## Exercices à faire
A. Indiquez si chaque affirmation concorde avec le texte sur l'amour maternel en répondant par oui ou non, puis citez les mots exacts du texte qui tranchent. (i) Lysandre Nadeau a rencontré le père de son bébé à Big Brother Célébrités. (ii) Les triplés d'Isabelle Nadeau sont nés à terme. (iii) Laurence Charton enseigne à l'Institut national de la recherche scientifique.
B. Répondez brièvement à ces questions sur le texte sur l'amour maternel.
(i) Quel âge a le garçon de Lysandre Nadeau ?
(ii) Dans quel domaine Laurence Charton est-elle spécialiste ?
(iii) Qu'a vécu Isabelle Nadeau pour son fils lors de son premier accouchement ?
C. Prolongez le texte sur l'amour maternel à la suite de sa dernière phrase.

## Texte étudié
::::

Mère d’un poupon de 3 mois, Lysandre Nadeau trouve également qu’il est difficile de décrire l’amour maternel. « Je pense que j’ai déjà aimé autant que j’aime mon garçon. Par exemple, j’ai déjà ressenti un boost d’amour envers mon frère, mon père, mon chum… Mais là, avec mon fils, c’est constant », explique l’influenceuse et ancienne participante de la saison 1 de Big Brother Célébrités, où elle a fait la rencontre du père de son bébé, le chanteur Claude Bégin.

PHOTO CLAUDE BÉGIN, FOURNIE PAR LYSANDRE NADEAU

Lysandre Nadeau et son garçon

Dès la naissance de son garçon, elle a senti un élan d’amour « inconditionnel et instantané » pour ce petit être. Or, ce n’est pas toutes les nouvelles mères qui vivent une telle connexion, souligne Laurence Charton, sociologue et professeure à l’Institut national de la recherche scientifique (INRS). Selon elle, le contexte dans lequel se déroulent la grossesse, l’accouchement et les premières semaines de vie du nourrisson a une incidence sur le sentiment de « plénitude et de bien-être » que peuvent éprouver certaines femmes qui découvrent la maternité.

Isabelle Nadeau peut en témoigner. Si à son premier accouchement elle a vécu un « coup de foudre » pour son fils, avec ses triplés, nés par césarienne d’urgence à 26 semaines, l’expérience a été tout autre.

PHOTO EDOUARD PLANTE-FRÉCHETTE, LA PRESSE

Ç’a été étrange de faire le lien entre les bébés qui étaient dans mon ventre puis ceux que je voyais en néonatalogie, explique la mère. Mais que tu aies un coup de foudre au départ ou que ça prenne plus de temps, ça n’enlève rien à l’amour que tu portes à tes enfants.

Isabelle Nadeau

Dans son cœur, cet amour grandit d’ailleurs de jour en jour. « En vieillissant, la relation que tu bâtis avec eux fait que tu les aimes davantage. »

Même si son garçon n’est encore qu’un poupon, Lysandre Nadeau vit aussi « un amour exponentiel ». « Ça continue d’être de plus en plus fort. J’apprends à le connaître. »

::::

## Données fournies
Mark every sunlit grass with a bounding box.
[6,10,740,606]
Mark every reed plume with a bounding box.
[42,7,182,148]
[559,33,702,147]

::::

## Réponses par exercice
A.
(i) Oui : « ancienne participante de la saison 1 de Big Brother Célébrités, où elle a fait la rencontre du père de son bébé, le chanteur Claude Bégin »
(ii) Non : « nés par césarienne d’urgence à 26 semaines »
(iii) Oui : « sociologue et professeure à l’Institut national de la recherche scientifique (INRS) »

B.
(i) 3 mois
(ii) La sociologie
(iii) Un « coup de foudre »

C.
Ces réflexions font écho à celle de l’écrivaine et conférencière française Blanche de Richemont, qui, en entrevue avec La Presse, affirme que « l’amour est une construction au quotidien ».

La quête de l’amour inconditionnel

Mère de deux jeunes âgés de 8 et 11 ans, celle qui a fait des études en philosophie s’est posé beaucoup de questions sur le lien qui l’unissait à ses garçons. « Peu importe ce que les enfants ont fait pendant la journée, même s’ils ont été insupportables, quand on les regarde dormir le soir, on est toujours ébloui. Il y a toujours cet amour qui revient incessamment. C’est rare de voir un être humain et que, chaque fois qu’on le regarde, on est ébloui par l’amour. En fait, c’est un miracle pour moi. Donc, je me suis dit : “Est-ce que c’est ça, l’amour inconditionnel ?” »

Sa quête l’a menée à publier, en 2021, Amours inconditionnelles, essai dans lequel il est question de la maternité, mais aussi du couple et de la foi, notamment. Car, au fil de ses recherches, elle a constaté que l’amour inconditionnel n’est pas l’apanage des mères.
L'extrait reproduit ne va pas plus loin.